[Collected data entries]

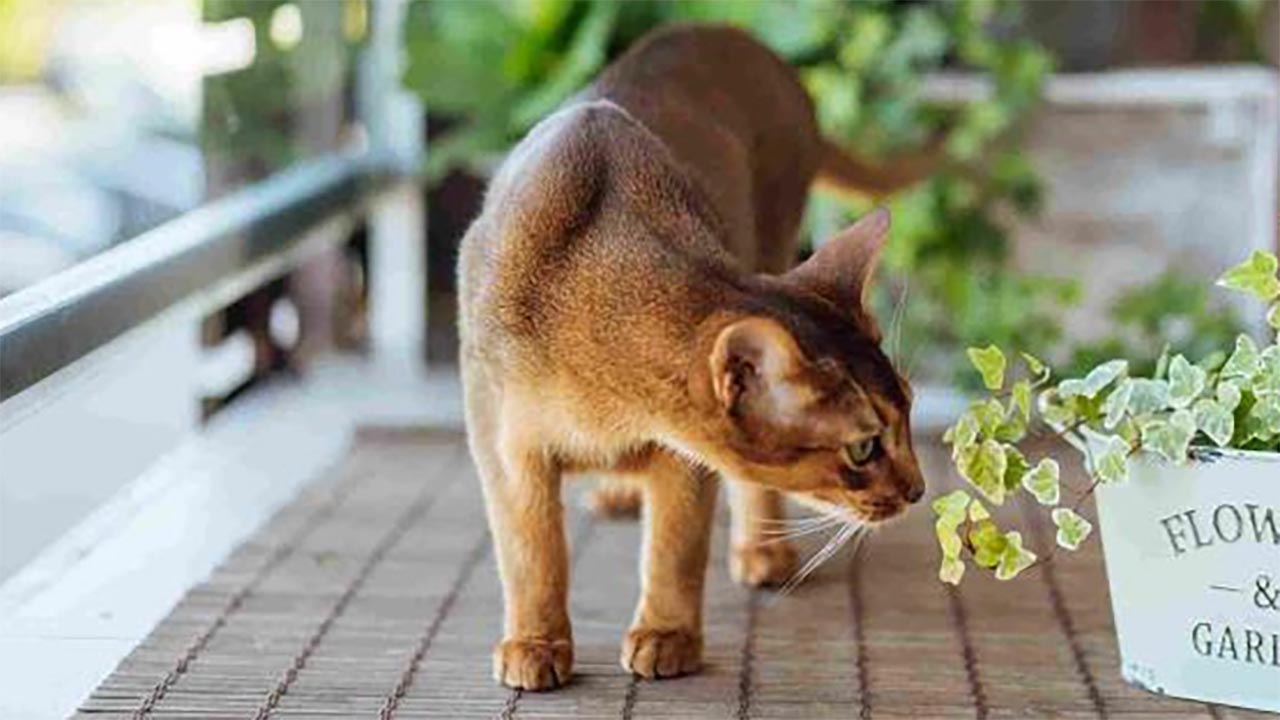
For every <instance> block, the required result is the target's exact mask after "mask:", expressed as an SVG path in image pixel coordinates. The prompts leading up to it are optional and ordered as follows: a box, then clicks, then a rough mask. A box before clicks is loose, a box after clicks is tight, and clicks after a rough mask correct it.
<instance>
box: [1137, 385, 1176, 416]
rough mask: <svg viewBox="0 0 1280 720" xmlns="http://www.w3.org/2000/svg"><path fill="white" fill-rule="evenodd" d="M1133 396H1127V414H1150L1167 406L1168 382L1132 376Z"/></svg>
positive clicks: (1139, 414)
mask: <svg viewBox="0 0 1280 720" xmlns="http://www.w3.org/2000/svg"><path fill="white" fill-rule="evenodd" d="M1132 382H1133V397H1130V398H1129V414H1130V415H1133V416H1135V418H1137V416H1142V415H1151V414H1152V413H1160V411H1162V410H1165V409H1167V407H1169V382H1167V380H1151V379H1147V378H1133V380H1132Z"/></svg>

--

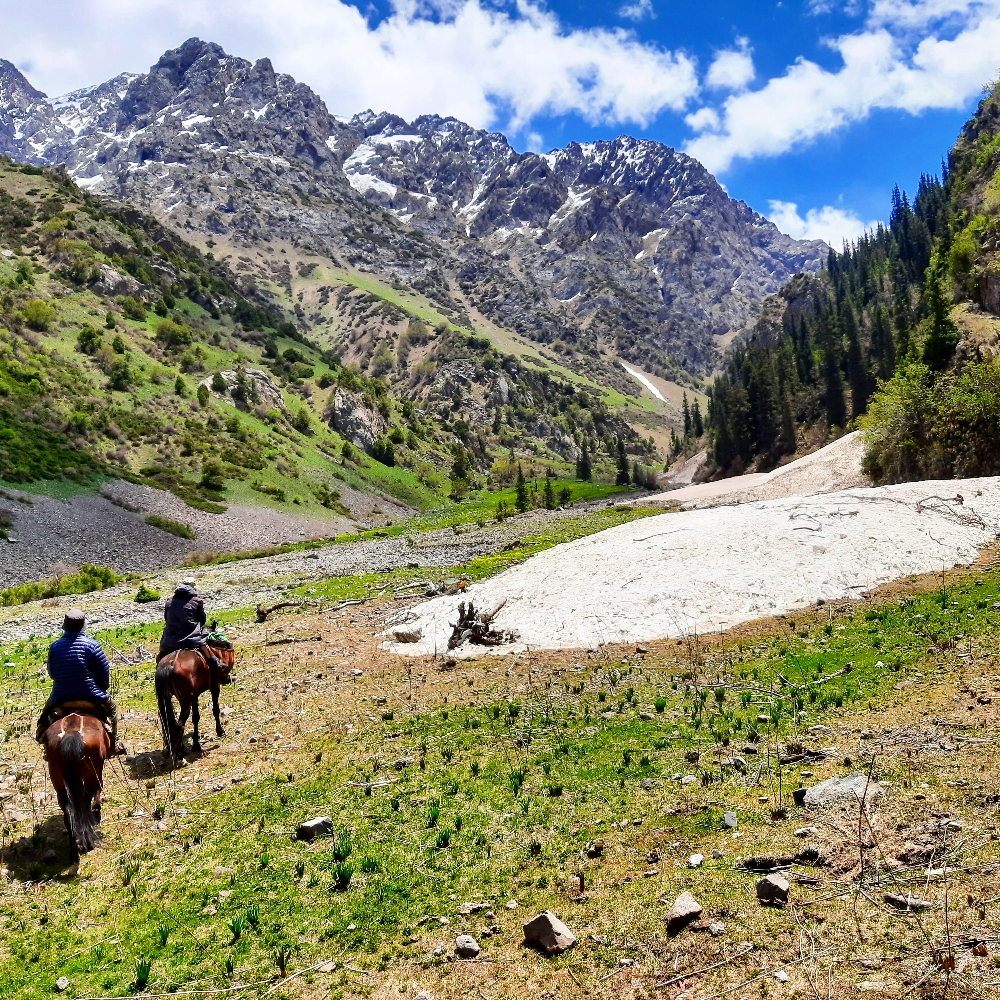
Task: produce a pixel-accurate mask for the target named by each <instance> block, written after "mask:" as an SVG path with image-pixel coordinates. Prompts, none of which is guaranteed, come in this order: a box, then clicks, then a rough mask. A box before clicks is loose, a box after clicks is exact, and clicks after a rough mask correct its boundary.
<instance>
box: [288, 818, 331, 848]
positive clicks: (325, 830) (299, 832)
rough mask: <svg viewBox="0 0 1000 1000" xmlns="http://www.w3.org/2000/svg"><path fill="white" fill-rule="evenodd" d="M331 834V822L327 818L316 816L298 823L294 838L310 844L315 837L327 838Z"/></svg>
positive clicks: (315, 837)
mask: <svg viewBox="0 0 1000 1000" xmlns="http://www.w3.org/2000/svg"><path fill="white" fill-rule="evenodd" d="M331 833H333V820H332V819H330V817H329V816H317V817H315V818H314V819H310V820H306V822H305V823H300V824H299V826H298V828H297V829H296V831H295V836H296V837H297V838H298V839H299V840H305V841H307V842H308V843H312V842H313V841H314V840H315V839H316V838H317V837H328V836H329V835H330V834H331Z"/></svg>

▸ **What is required**:
Convert the data from the line containing "Task: produce a" through the line containing "positive clicks: (325, 830) (299, 832)" into a Markdown table with the columns Row and Text, giving each line a row number and leaving out blank lines.

▸ **Answer to the problem**:
| Row | Text |
|---|---|
| 1 | Task: produce a pixel-accurate mask for the target named by each <instance> block, written after "mask:" as an SVG path with image-pixel coordinates. Prompts, none of which is guaranteed, come in this order: a box, then clicks, then a rough mask. A box before clicks is loose, a box after clicks is exact, and clicks after a rough mask correct its boundary. |
| 2 | <instance> |
| 3 | box: [288, 818, 331, 848] |
| 4 | positive clicks: (325, 830) (299, 832) |